**Work to complete**
[1] Rewrite the climate bill commentary from "I have been" to "fake emission reductions.", swapping "polluting industries" for "polluting companies".
[2] Extend the climate bill commentary with a short passage that follows on from its last sentence.

**Page excerpt**
I have been ready to pull the plug on the climate change bill for a while now. The American Clean Energy and Security Act, which narrowly passed the House last June, gave too much away to polluting industries and wouldn’t increase renewable energy production beyond what we are likely to see if no bill passes. More broadly, Mark Schapiro’s recent piece in Harper’s Magazine argues persuasively that a cap-and-trade system lets some people make a lot of money selling fake emission reductions.

Climate change legislation can only get worse in the Senate, where too many senators are beholden to corporate interests in the energy and agricultural sectors. Even before the Massachusetts special election brought the Democratic caucus down to 59 seats, key Senate Democrats were either asking for more giveaways to coal-burning utilities or begging the White House not to pursue the cap-and-trade system at all.

This month Democratic Senator Byron Dorgan predicted that the Senate will pass a stand-alone energy bill to expand energy production in various ways without capping greenhouse gas emissions. Unfortunately, you can count on the Senate to throw more money toward boosting fossil fuel production than renewable energy.

I agree with those who say we need comprehensive federal action to fight global warming, but the environmental movement needs to adapt to the realities in Congress.

Last year dozens of environmental groups focused their staff energy and mobilized volunteers to advocate for a sweeping climate change bill. This year we need to focus resources on where the real battle lies. Instead of urging citizens to sign petitions and call their senators about cap-and-trade, which is looking like a dead letter, we need to fight for the strongest possible renewable electricity standard in the energy bill.

(Saved entries)
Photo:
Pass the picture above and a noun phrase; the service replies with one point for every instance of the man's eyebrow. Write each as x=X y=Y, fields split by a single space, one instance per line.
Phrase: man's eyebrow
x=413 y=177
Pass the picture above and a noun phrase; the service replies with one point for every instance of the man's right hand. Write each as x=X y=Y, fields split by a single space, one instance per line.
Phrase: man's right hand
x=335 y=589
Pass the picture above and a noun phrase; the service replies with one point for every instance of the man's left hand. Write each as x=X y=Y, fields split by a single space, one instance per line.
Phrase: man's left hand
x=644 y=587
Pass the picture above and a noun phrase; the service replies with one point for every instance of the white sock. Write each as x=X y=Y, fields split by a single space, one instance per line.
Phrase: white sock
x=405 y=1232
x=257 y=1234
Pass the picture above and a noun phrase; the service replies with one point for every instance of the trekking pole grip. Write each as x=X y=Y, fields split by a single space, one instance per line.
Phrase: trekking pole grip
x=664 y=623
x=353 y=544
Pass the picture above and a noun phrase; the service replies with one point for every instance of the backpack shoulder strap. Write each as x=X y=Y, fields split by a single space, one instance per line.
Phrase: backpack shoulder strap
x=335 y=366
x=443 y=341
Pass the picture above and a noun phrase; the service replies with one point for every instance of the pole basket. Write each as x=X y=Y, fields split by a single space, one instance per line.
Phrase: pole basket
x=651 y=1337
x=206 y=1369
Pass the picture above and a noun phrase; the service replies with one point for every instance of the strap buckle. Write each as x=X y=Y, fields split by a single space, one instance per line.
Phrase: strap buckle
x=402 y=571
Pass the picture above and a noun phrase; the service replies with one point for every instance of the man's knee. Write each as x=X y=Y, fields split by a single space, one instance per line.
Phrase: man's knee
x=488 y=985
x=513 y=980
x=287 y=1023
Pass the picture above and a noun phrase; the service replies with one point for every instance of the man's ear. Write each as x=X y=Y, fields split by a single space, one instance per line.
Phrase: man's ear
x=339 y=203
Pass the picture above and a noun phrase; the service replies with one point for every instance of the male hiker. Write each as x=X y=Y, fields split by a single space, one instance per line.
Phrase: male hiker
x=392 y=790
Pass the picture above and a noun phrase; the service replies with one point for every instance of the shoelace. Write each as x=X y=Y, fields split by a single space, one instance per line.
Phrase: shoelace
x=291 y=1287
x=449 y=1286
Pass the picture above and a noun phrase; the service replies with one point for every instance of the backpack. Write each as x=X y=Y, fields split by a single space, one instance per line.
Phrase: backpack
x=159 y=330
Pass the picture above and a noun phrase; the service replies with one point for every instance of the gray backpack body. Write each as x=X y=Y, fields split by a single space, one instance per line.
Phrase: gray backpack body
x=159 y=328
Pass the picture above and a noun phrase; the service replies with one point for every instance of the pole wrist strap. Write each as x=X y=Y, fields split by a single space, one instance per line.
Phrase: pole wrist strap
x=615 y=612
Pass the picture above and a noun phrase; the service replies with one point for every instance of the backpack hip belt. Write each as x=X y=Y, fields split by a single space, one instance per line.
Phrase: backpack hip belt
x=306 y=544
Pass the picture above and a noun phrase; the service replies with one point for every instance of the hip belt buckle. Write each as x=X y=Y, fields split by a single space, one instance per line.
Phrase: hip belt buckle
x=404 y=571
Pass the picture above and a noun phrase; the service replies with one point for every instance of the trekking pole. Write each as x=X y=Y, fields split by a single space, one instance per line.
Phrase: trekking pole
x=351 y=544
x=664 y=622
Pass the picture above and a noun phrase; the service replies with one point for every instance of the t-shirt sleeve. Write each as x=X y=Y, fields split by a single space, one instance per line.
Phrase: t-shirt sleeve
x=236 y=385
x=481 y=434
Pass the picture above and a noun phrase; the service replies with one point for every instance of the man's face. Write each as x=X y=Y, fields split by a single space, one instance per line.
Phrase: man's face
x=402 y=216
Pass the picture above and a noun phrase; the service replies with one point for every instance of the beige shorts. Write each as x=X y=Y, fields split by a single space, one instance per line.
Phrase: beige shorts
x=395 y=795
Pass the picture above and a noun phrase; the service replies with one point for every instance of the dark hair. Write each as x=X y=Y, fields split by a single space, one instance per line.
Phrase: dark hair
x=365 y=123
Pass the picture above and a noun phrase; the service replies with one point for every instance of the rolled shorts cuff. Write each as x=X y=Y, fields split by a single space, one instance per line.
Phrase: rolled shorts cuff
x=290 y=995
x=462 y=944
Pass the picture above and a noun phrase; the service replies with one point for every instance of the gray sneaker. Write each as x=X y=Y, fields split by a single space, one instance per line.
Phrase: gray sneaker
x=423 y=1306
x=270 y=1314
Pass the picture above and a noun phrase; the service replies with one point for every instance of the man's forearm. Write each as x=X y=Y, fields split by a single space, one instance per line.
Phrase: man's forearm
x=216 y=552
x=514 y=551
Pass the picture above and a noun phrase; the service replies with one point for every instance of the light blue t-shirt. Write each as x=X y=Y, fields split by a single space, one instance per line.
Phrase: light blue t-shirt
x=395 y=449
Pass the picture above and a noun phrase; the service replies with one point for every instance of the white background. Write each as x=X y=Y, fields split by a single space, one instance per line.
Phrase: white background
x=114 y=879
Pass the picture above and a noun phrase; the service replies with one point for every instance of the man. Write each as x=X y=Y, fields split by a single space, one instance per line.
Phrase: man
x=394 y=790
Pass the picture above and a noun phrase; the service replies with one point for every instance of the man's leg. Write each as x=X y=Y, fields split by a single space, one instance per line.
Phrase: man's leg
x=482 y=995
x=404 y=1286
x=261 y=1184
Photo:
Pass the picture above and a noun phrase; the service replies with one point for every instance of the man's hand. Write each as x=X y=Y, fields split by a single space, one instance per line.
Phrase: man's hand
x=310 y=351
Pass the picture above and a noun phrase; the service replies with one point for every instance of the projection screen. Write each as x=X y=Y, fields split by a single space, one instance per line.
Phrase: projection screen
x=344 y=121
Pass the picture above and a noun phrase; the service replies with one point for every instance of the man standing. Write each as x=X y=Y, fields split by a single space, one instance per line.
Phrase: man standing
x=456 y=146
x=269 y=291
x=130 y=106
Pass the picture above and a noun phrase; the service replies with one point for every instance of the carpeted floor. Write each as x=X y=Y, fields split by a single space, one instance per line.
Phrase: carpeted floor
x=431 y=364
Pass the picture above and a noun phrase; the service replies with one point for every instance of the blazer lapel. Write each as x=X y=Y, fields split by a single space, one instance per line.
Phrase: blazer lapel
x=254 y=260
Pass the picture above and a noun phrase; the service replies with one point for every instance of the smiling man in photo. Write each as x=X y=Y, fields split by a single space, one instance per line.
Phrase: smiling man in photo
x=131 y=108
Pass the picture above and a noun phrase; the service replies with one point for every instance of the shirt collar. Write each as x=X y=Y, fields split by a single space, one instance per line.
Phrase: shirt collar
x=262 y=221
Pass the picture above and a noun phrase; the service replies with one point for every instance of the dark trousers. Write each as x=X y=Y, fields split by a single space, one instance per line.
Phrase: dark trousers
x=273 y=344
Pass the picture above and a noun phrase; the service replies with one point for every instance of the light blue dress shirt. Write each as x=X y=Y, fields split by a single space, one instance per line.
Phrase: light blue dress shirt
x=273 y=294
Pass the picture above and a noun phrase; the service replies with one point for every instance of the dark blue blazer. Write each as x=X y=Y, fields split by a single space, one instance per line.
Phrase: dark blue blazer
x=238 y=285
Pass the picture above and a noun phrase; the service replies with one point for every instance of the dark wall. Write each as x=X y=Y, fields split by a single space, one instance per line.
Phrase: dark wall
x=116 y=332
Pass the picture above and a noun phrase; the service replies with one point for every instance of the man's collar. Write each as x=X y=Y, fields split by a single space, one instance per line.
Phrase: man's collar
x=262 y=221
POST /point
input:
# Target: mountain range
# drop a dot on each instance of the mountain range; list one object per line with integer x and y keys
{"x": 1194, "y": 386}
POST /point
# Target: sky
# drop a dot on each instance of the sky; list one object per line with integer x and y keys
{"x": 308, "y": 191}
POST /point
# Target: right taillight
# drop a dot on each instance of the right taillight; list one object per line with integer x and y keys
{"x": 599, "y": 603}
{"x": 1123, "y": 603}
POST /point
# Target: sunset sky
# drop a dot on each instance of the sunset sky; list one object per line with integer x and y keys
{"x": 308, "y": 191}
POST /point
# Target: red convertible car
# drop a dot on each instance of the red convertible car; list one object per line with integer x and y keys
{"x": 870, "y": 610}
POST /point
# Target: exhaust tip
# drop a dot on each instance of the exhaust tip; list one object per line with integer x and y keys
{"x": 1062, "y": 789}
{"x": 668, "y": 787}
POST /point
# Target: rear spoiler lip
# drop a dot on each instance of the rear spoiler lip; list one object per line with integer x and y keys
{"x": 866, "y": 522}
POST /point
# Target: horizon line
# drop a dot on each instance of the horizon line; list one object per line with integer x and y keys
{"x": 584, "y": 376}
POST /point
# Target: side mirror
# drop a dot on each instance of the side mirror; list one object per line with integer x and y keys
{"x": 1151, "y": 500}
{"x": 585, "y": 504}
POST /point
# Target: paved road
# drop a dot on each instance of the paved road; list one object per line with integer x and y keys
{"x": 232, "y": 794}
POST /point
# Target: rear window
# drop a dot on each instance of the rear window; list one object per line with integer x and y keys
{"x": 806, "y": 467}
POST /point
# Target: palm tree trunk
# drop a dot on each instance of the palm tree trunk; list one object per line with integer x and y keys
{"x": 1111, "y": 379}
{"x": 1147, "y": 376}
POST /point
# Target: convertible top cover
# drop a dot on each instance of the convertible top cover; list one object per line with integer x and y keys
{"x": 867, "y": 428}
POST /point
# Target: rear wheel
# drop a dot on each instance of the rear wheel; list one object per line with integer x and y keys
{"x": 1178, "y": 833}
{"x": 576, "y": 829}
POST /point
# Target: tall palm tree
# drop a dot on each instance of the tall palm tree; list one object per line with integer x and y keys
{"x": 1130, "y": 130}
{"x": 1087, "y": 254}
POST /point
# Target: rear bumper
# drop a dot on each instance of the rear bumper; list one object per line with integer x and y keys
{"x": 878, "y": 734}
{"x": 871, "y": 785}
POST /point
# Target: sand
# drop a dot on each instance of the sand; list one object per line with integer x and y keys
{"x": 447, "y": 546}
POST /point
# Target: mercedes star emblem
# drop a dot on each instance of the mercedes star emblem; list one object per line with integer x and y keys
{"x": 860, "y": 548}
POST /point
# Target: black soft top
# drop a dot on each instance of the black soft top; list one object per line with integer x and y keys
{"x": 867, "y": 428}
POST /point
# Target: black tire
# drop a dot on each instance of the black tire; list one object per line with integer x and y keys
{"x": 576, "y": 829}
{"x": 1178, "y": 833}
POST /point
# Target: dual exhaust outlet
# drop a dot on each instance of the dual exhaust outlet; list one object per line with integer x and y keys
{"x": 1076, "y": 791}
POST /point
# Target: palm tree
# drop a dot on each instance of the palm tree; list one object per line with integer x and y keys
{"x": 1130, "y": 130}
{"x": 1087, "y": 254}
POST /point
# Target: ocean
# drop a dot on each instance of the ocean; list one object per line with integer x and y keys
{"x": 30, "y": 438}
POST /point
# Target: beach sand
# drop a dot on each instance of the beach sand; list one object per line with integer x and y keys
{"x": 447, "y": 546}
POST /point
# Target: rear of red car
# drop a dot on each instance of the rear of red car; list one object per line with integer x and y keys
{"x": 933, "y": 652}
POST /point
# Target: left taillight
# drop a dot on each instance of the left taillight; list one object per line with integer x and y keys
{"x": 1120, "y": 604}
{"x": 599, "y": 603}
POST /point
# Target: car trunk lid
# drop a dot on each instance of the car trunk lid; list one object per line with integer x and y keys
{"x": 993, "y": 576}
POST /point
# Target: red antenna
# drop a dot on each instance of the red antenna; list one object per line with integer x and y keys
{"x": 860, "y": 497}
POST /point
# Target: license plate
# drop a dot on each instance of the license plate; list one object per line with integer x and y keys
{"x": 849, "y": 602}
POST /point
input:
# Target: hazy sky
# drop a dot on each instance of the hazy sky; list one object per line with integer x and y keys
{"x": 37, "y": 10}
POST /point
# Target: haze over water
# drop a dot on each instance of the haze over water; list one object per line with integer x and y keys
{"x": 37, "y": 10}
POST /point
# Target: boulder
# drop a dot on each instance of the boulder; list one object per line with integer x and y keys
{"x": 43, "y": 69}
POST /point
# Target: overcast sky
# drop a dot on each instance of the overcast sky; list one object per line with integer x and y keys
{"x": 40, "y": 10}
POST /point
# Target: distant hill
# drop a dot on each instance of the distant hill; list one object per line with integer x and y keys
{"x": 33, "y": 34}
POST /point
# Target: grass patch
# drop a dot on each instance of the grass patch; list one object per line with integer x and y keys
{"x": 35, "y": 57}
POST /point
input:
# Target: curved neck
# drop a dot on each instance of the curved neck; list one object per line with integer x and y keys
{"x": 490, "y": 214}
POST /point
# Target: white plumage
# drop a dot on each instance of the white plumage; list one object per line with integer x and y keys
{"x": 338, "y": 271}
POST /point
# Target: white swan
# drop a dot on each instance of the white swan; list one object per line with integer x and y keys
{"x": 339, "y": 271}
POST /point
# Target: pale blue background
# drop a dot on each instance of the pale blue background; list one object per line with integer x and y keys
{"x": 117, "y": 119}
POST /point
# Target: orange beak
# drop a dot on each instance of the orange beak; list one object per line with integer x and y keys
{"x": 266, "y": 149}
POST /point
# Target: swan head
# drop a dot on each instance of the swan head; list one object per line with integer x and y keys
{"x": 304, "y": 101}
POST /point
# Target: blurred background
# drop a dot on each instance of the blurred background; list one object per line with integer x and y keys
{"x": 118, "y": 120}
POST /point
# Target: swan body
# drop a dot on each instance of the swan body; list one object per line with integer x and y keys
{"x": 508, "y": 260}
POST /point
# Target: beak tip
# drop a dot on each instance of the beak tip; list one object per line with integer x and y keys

**Answers by item number**
[1]
I have been ready to pull the plug on the climate change bill for a while now. The American Clean Energy and Security Act, which narrowly passed the House last June, gave too much away to polluting companies and wouldn’t increase renewable energy production beyond what we are likely to see if no bill passes. More broadly, Mark Schapiro’s recent piece in Harper’s Magazine argues persuasively that a cap-and-trade system lets some people make a lot of money selling fake emission reductions.

[2]
More important, we need to block efforts to prevent the Environmental Protection Agency from regulating greenhouse gas emissions. Last month the EPA took a big step toward regulating global warming pollutants under the Clean Air Act. Republican Senator Lisa Murkowski has introduced a resolution to overturn the EPA rules and has three Democratic co-sponsors so far. Stopping Murkowski’s effort should be a top priority for environmentalists.

One complicating factor: some environmental groups have received grants to support advocacy on climate change legislation. I would encourage charitable foundations and other large donors to be flexible about how such money is spent. Cap-and-trade is going nowhere. Let environmentalists focus on the real fights in Congress this year.

Any relevant thoughts are welcome in this thread.

Final note: Murkowski is at war with the EPA even though she represents Alaska, one of the states most affected by global warming. Is she stupid, corrupt or both?